====== TEXT EXCERPT

Introduction

Insurance applications can be challenging. The questions are often ambiguous and remembering every piece of relevant information is difficult. However, being diligent is important, as an insurer may deny coverage of a claim if an insured incorrectly answered a question or failed to disclose material information. On the other hand, insureds should be aware that the courts will scrutinise claims of inadequate disclosure on a reasonableness basis. Typically, insurers cannot rely on answers to ambiguous questions in application materials unless the nature of the risks that those questions sought to elicit is obvious or was brought to the insured's attention.

Defining 'material'

Ontario's Insurance Act requires that applicants disclose every fact within their knowledge that is 'material' to the insurance.(1) The failure to disclose a material fact may render a policy voidable by the insurer.(2) In other words, the insurer can treat the policy as if it had never been in force, as long as it returns all premiums to the insured.

The courts consider information to be material if it would have affected a reasonable insurer's decision to accept the risk. Take, for example, a vehicle distributor that applies for cargo insurance prior to shipping a car by sea. The distributor is insured to ship a mid-market sedan, but the company instead ships a luxury supercar. On its journey, the vessel capsizes and the company makes a claim. In this example, the insurer could likely terminate the policy because it did not expect to have to indemnify the company for the loss of an expensive supercar. If it had known the value of the vehicle being transported, it would likely have assessed the risk differently and charged a higher premium.

Insureds' deemed knowledge of material information

The courts have held that insurers and insureds owe each other duties of utmost good faith. Before discussing the duty of insurers during the application process, insureds should consider their obligations to insurers.

There are circumstances in which insureds should know that information is material. In the cargo example, a court would likely find that the insured should have known that an addition of two more vehicles was material. The insurer would have likely assessed the risk and premium differently had it known that the total value of the cargo was triple what the parties had contemplated.

Another more common example is materiality in the fire insurance context. In one case, a homeowner indicated that the insured dwelling was a single family, owner-occupied home.(3) However, the owner rented the home out to others. The court decided that the insured had known that matters of owner-occupancy, rental units and tenants were material to the insurance based on the wording of the application form. Further, the court relied on the insured's prior insurance experience.(4)

============
====== RECORDS SHOWN

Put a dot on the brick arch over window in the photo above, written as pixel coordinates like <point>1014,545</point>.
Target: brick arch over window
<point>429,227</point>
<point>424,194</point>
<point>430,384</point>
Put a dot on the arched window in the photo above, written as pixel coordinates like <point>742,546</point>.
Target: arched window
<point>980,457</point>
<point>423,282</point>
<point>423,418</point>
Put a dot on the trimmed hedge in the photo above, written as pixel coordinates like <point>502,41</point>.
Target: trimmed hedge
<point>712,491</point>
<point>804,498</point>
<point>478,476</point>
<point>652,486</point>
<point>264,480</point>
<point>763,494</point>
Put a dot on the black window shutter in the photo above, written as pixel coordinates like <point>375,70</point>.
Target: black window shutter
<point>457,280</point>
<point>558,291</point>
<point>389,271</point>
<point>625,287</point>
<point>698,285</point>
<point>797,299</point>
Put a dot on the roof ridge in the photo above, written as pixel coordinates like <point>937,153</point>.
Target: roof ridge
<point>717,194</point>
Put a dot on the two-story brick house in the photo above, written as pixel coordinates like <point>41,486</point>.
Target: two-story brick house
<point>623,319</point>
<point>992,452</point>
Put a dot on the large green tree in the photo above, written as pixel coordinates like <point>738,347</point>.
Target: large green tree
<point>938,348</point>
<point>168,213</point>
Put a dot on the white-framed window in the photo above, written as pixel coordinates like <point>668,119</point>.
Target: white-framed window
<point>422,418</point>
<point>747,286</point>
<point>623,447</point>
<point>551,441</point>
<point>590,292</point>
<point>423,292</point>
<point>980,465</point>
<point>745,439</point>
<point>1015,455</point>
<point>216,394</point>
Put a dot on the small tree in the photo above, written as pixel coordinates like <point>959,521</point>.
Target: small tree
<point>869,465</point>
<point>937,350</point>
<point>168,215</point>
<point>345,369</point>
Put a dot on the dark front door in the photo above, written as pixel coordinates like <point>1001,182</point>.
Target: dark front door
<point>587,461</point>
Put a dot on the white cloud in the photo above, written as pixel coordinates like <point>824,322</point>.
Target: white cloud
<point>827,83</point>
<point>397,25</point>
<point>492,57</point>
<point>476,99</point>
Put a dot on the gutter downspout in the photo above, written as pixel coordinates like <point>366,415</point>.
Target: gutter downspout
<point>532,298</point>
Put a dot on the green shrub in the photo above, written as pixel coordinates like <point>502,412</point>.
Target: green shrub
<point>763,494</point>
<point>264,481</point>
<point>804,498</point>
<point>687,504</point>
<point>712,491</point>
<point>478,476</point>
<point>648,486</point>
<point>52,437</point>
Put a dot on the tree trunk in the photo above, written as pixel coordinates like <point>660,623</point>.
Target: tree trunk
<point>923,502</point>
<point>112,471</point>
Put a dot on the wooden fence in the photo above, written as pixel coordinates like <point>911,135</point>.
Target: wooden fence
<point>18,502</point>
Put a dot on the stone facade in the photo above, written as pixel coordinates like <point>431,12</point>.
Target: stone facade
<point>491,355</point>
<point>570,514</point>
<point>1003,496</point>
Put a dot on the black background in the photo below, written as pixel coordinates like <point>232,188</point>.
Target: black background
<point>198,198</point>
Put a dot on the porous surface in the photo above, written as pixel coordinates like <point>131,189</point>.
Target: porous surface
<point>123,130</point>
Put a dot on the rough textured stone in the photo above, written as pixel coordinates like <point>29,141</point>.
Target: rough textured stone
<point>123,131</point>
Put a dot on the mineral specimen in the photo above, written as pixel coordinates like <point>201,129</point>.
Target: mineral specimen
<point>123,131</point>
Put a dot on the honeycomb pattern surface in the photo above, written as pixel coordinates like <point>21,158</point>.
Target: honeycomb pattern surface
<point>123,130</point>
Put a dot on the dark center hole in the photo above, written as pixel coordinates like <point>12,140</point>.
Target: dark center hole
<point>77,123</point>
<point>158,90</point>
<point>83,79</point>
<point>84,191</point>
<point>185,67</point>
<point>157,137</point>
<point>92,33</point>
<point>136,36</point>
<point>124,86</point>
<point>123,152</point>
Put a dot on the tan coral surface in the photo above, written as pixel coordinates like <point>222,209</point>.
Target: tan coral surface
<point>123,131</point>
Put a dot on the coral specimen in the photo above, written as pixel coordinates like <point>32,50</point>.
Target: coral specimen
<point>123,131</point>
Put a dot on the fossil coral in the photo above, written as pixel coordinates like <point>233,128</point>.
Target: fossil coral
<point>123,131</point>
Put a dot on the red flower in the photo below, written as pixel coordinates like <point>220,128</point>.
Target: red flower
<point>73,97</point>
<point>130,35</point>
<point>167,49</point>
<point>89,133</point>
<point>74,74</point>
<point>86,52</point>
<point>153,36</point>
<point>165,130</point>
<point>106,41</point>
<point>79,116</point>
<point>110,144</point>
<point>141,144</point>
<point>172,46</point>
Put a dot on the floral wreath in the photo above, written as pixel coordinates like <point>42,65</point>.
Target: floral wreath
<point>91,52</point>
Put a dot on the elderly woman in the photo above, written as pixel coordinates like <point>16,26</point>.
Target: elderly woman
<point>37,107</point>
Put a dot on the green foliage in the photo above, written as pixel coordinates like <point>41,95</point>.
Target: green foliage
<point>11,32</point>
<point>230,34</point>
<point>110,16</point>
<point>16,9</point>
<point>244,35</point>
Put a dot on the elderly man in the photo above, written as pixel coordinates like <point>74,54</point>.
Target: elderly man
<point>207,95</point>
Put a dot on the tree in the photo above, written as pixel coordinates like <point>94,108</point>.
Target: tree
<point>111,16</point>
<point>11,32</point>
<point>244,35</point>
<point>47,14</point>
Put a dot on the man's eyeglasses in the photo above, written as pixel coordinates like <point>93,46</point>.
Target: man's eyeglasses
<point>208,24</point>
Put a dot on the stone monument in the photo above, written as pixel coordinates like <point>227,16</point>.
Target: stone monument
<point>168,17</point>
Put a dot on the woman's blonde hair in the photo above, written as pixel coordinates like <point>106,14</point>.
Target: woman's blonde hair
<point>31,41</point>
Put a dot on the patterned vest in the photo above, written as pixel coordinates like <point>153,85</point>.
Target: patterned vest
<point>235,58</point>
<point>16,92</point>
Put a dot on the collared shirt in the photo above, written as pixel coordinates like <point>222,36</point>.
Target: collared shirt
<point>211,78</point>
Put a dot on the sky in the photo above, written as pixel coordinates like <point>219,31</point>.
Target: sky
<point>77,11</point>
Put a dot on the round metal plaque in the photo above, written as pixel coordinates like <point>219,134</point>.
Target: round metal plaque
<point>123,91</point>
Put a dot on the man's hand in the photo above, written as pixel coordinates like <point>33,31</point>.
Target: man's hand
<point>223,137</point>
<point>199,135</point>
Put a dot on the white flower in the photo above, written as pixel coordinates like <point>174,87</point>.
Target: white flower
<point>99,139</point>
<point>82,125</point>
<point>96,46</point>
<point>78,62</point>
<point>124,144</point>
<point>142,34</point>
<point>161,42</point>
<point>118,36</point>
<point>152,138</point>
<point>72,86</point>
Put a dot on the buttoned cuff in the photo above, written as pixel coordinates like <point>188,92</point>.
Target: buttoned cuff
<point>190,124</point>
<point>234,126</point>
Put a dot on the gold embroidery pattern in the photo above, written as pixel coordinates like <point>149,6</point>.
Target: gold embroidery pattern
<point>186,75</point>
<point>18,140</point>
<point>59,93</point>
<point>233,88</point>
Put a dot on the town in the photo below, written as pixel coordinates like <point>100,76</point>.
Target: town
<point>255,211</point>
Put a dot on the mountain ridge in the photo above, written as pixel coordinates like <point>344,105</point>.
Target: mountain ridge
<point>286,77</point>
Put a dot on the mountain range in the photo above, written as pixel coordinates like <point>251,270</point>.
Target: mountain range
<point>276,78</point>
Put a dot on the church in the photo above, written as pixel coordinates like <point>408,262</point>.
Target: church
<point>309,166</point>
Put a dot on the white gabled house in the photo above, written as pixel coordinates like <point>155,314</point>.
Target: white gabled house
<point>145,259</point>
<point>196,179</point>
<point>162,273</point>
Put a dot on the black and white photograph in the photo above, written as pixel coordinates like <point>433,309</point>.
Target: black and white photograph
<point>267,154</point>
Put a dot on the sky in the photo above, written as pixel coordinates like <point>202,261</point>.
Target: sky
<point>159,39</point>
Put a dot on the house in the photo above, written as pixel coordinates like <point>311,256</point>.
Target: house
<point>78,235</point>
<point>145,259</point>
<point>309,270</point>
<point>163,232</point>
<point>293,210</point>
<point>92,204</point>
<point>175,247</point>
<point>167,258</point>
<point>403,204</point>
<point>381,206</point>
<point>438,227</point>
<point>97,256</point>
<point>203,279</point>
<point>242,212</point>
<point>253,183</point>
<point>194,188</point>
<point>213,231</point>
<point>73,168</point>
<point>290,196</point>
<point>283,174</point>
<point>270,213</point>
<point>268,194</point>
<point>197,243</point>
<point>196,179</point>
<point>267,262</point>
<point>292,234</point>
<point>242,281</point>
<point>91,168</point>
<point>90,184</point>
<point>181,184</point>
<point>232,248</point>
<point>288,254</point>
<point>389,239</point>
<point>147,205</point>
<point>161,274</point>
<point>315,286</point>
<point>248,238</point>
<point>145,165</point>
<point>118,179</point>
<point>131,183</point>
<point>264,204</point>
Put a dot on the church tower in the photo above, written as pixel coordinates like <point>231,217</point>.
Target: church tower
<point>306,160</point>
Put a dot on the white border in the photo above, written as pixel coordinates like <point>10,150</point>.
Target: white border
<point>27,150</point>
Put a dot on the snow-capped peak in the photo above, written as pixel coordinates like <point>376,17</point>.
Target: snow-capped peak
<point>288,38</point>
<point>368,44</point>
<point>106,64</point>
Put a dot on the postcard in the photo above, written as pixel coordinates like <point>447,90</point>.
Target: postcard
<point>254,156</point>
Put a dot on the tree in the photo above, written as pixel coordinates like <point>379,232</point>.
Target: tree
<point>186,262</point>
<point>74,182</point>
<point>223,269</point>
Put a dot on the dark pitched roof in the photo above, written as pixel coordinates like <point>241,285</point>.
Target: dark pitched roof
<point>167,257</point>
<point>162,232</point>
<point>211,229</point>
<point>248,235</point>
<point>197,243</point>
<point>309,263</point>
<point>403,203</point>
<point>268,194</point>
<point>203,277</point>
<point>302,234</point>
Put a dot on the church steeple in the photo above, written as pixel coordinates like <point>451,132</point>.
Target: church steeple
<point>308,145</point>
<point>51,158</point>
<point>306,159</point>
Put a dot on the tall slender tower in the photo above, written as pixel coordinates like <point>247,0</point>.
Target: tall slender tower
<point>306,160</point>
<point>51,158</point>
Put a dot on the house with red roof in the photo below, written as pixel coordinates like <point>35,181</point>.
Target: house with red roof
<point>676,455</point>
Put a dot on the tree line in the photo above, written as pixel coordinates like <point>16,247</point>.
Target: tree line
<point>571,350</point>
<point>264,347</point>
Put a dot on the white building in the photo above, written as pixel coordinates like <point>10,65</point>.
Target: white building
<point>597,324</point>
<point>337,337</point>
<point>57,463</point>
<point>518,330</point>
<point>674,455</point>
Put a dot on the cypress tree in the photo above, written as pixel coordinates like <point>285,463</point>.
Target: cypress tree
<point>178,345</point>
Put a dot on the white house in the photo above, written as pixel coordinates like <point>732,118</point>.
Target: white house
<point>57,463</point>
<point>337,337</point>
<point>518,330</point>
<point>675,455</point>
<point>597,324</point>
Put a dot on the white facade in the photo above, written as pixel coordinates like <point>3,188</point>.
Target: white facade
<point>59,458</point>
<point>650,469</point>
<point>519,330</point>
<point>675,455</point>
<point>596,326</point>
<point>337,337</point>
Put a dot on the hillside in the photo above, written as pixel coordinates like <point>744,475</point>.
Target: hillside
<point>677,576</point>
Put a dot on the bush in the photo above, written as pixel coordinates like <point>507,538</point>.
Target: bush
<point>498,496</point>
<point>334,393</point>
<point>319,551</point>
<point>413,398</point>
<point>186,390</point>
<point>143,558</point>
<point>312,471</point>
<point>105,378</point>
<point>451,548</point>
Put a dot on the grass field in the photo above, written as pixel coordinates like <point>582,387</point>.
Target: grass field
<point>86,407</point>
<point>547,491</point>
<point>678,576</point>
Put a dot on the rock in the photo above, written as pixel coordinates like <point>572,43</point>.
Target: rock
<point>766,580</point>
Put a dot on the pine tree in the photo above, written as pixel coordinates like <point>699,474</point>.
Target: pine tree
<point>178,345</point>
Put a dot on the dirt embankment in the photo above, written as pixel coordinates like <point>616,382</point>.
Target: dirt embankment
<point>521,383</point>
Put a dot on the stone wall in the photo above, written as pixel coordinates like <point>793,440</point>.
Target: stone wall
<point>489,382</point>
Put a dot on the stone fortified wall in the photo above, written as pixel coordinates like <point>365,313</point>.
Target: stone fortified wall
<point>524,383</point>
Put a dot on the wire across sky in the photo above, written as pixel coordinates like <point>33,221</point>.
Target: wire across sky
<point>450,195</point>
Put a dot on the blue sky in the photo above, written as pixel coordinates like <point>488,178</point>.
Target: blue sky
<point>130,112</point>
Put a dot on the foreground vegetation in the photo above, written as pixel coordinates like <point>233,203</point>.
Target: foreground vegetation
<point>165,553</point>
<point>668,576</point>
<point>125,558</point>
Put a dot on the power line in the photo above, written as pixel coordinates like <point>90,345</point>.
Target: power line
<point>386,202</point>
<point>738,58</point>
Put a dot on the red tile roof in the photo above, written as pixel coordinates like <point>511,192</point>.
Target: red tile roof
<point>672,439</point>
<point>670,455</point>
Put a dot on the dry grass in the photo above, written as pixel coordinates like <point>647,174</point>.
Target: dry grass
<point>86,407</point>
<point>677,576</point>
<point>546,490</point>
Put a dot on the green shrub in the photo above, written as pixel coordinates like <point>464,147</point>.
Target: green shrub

============

Can you continue the text on disclosure duties in insurance applications, writing what comes next after its last sentence?

- YOUR RESPONSE:
What the insured should have known is assessed on a reasonableness standard. In an accident and sickness-related decision, the insurer asked the plaintiff a catch-all question at the end of the application form, which read: "[a]ny other disease or symptom not listed above". The insurer argued that the plaintiff should have disclosed sleep apnoea as a condition. The court disagreed, as the plaintiff had genuinely understood that he had no symptoms of this condition and the physician's assessment was inconclusive.

Accordingly, the courts can look to extrinsic factors to determine whether an insured should have known that certain facts were material to the insurance.(5) However, where the information is complex, the courts are more likely to rely on the insured's personal understanding. Insureds cannot be expected to independently answer questions that require the knowledge of a specialised professional (eg, a physician). The courts expect insureds to communicate material information based on their reasonable understanding of the information.

Insurers' obligation to enquire

Where the insured's appreciation of materiality cannot be reasonably implied by the nature of the information (eg, the value of goods) or the parties' circumstances (eg, prior insurance experience), the insurer may need to identify relevant issues.(6) This rule prevents insurers from unfairly denying claims based on information that the insurer had considered irrelevant before the loss occurred. It requires insurers to be clear and fair in their application materials.

One court stated that insurers can ask any number of questions to satisfy themselves of what they consider to be material information.(7) In most cases, insureds will know that information is material only if the insurer specifically asks questions in relation to the information. The insurer in the cargo example might consider that seaborne transit through certain chokepoints would affect the risk and premium. The insurer must not remain silent on this issue at the application stage. If the insurer does not ask questions about chokepoints when discussing transit routes, it cannot later deny coverage for misrepresentation if the loss arises because of a peril specific to chokepoints (eg, piracy).

Comment

Insureds should be careful and thorough when completing application forms and answering questions. However, insurers have a duty to provide fair and unambiguous application forms. Insureds will know what the insurer considers material only if the insurer asks. Insurers' failure to ask questions about material facts could lead to overturning a denial of coverage.

Endnotes

(1) Chapter I8, Section 308(1) of the Insurance Act, RSO 1990.

(2) Ibid, Section 308(2).

(3) Roumiani v Fowler, 1998 CanLII 18684 (NLSC) at Paragraph 12.

(4) Ibid at Paragraph 38.

(5) MacQuarrie v National Bank Life Insurance Company, 2014 CanLII 1298 (ONSC) at Paragraphs 78 to 82 aff'd 2015 ONCA 100.

(6) Evans v State Farm Fire & Casualty Co, 1993 CanLII 5476 (ONSC).

(7) Thorne v Prudential Insurance Company of Canada, 1993 CanLII 7931 (NBQB).